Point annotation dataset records
____
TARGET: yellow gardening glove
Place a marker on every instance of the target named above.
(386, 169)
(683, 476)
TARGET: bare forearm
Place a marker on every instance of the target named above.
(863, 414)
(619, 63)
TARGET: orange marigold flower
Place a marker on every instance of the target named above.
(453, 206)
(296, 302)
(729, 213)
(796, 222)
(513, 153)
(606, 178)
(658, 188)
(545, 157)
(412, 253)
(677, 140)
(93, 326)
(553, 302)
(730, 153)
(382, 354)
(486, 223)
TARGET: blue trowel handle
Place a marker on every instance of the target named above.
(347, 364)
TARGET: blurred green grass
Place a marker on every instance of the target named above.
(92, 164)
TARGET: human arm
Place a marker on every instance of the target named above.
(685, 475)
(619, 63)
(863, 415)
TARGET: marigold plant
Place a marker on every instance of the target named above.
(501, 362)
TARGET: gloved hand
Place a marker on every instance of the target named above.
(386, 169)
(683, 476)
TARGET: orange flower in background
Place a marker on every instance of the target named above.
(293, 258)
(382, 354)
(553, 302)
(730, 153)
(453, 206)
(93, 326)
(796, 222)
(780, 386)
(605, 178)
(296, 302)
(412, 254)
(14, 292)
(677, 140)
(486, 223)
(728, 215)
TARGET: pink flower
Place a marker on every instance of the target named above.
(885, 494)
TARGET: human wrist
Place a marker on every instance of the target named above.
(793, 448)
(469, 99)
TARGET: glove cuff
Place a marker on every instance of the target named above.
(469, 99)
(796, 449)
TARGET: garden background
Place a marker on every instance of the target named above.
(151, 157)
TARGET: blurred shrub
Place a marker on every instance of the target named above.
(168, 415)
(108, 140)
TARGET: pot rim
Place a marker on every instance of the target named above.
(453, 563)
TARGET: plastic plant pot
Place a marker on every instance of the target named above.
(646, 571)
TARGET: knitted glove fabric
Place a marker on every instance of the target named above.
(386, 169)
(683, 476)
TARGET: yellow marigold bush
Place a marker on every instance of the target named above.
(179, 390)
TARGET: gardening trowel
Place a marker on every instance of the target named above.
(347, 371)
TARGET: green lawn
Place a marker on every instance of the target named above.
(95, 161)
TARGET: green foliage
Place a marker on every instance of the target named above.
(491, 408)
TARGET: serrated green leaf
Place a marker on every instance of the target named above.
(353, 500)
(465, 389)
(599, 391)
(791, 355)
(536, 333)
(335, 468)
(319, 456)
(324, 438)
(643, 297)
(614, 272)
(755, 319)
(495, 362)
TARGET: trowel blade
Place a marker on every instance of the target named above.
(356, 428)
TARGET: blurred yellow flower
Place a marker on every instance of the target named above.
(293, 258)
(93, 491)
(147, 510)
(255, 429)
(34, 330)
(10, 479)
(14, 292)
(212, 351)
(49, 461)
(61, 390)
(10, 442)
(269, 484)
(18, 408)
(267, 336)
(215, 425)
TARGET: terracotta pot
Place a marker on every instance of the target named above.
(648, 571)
____
→ What you will do:
Render these records as a two-column CSV with the headers "request" and "points", one row per record, putting the record's text and its points each in a single quoted field with line breaks replaced by spaces.

→ Response to this exercise:
request,points
"TARGET: yellow gardening glove Place a marker on every instance of the target named above.","(386, 169) (683, 476)"
"TARGET: bare forearm Place a marker on every instance of the target named above.","(863, 414) (619, 63)"
"TARGET: orange marigold flower Place a marker on every instance of the target named above.","(453, 206) (296, 302) (729, 213) (796, 222) (513, 153) (606, 178) (658, 188) (545, 157) (412, 253) (677, 140) (93, 326) (553, 302) (730, 153) (382, 354) (486, 223)"
"TARGET: blue trowel handle Place a marker on every instance of the target named above.","(347, 364)"
"TARGET: blurred green grass Place a marker on every instance of the target named above.","(92, 164)"
"TARGET: human arm Place a marker on every instance of the target named above.","(685, 475) (619, 63) (863, 415)"
"TARGET: marigold plant Place a marker on every instance of the target named above.","(501, 362)"
"TARGET: gloved hand Place a marker on every instance of the target named above.","(386, 169) (683, 476)"
"TARGET: orange flower in background Place a marker on every instance of the target named above.","(293, 258) (382, 354) (553, 302) (730, 153) (453, 206) (93, 326) (796, 222) (780, 386) (605, 178) (296, 302) (412, 254) (14, 292) (677, 140) (486, 223) (728, 215)"
"TARGET: pink flower Place a marker on every instance of the target named above.","(885, 494)"
"TARGET: human wrist Place a marker on every instance of the target named above.","(793, 448) (469, 99)"
"TARGET: glove cuff Place a marker on every instance of the target named above.","(469, 99) (796, 449)"
"TARGET: garden background Place a marker on every instance of the target named above.","(151, 157)"
"TARGET: blurred shrub Place a marker on every instance of the target named above.","(168, 415) (108, 140)"
"TARGET: pot rim Place a marker on every instance of the target named above.","(453, 563)"
"TARGET: plastic plant pot Place a marker on every instance of the target named above.","(646, 571)"
"TARGET: knitted glove fabric Place a marker on every instance of the target named above.","(386, 169) (683, 476)"
"TARGET: yellow marigold bush Place a marker on every instance of the target named above.","(179, 390)"
"TARGET: gardening trowel Place a marker on every instance of the target named above.","(347, 371)"
"TARGET: green lawn Place a marker on every instance of the target named above.","(95, 161)"
"TARGET: green foliage Place a marker on every instance of the target named above.","(491, 408)"
"TARGET: serrated green leaf Place a marker on every instance of the target named above.","(353, 500) (465, 389) (599, 391) (791, 355) (536, 333) (335, 468) (319, 456) (324, 438) (643, 297) (614, 272) (755, 319) (495, 362)"
"TARGET: trowel blade Place a marker on every instance of the target named above.","(356, 428)"
"TARGET: blurred yellow flower Place a marker on every instance of the target named above.","(293, 258) (93, 491) (147, 510) (255, 429) (34, 330) (10, 479) (14, 292) (212, 351) (49, 461) (61, 390) (10, 442) (269, 484) (18, 408) (267, 336) (215, 425)"
"TARGET: terracotta pot Place a marker on every instance of the target named above.","(648, 571)"